* **REQUIRED ACTIONS**:
1. From the Reuters article about Bartolo Colon's win, list every New York Yankees player the text names.
2. According to the Reuters article about Bartolo Colon's win, how long did the game take?

Top of EXTRACTED TEXT

NY insurance policy Colon pays off with brilliant win

By Larry Fine

NEW YORK (Reuters) - The New York Yankees signed former Cy Young Award winner Bartolo Colon as an insurance policy before the season and the beefy right-hander paid a huge dividend with a brilliant 3-1 victory on Wednesday.

Colon, 37, hitting 96 miles an hour with his fastball, went eight innings for the first time since 2007 in beating his old Chicago White Sox team mates to raise his record to 2-1.

The Dominican got all his offensive support on one swing of the bat by compatriot Robinson Cano, who lined a three-run homer to right in the first inning off starter and loser Mark Buehrle (1-3) for his sixth round tripper of the year.

"He's been huge for us," Joe Girardi said about Colon after notching his 300th win as Yankees manager. "Every time he's taken the mound he's given us a very good chance to win. His production has been huge."

Colon's resurgence may prove to be more critical than anyone could have imagined.

Girardi said medical tests done on starter Phil Hughes, who was put on the disabled list because of a "dead arm," had shown the promising young pitcher might have a circulatory problem.

Hughes will be checked by a specialist in St. Louis to determine the extent of the problem, the manager said.

Colon, who went 3-6 with Chicago in 2009 and did not pitch in the majors last year, was making his second start for New York and his first before the Yankee Stadium fans.

"I'm very happy," Colon said through an interpreter to reporters crowded around his locker. "In the spring, Girardi said if anything is going to happen, you'll be the man."

"I'm not really surprised," added Colon after giving up seven hits and one run and throwing 99 pitches. He struck out six and walked one before giving way to closer Mariano Rivera, who retired Chicago in order in the ninth for his eighth save.

"The more I pitch, I feel better."

Colon faced his biggest jam in the second inning after the White Sox loaded the bases with none out.

Throwing two different versions of his fastball, Colon struck out Gordon Beckham looking, got Omar Vizquel to fly out to left and Juan Pierre to sky out to center.

As the game wore on, Colon got stronger and the game flew by, completed in a brisk two hours, 11 minutes.

"For Bartolo, his whole career, when he hits the sixth, seventh, eighth innings his velocity goes up. He has an extra gear," Girardi said. "He had an outstanding game."

White Sox manager Ozzie Guillen also applauded Colon's efforts.

"Amazing. Wow. I can't remember seeing him like that since he was in Cleveland or with the Angels," said Guillen, who managed him in 2009.

"But I feel proud of him, especially after knowing all the arm issues that he has gone through."

Bottom of EXTRACTED TEXT
Top of DATA EXTRACTS

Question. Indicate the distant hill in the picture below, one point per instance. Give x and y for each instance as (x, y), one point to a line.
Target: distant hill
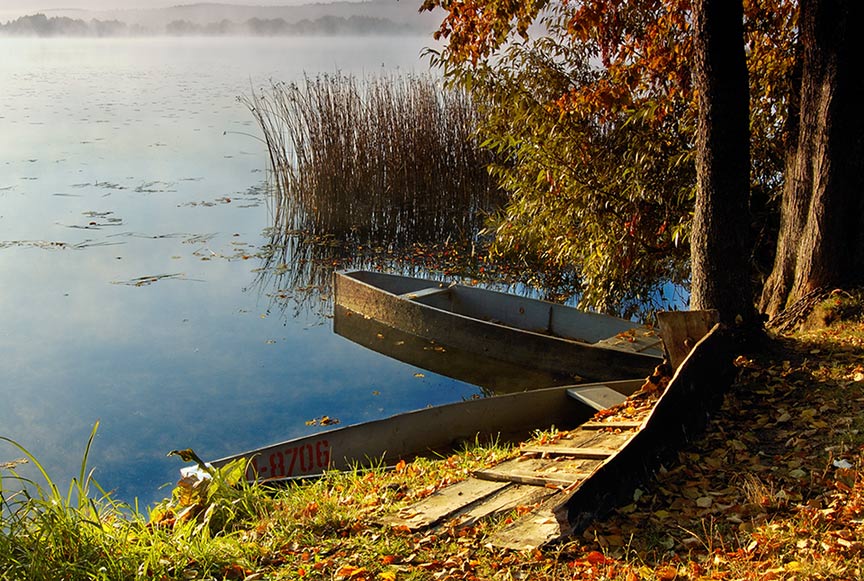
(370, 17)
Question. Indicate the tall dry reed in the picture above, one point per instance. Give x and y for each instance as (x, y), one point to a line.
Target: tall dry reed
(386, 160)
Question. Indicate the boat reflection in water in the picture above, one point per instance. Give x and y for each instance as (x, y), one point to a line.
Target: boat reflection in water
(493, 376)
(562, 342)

Bottom of DATA EXTRACTS

* **WRITTEN ANSWERS**:
1. Bartolo Colon, Robinson Cano, Phil Hughes, Mariano Rivera

2. Two hours, 11 minutes.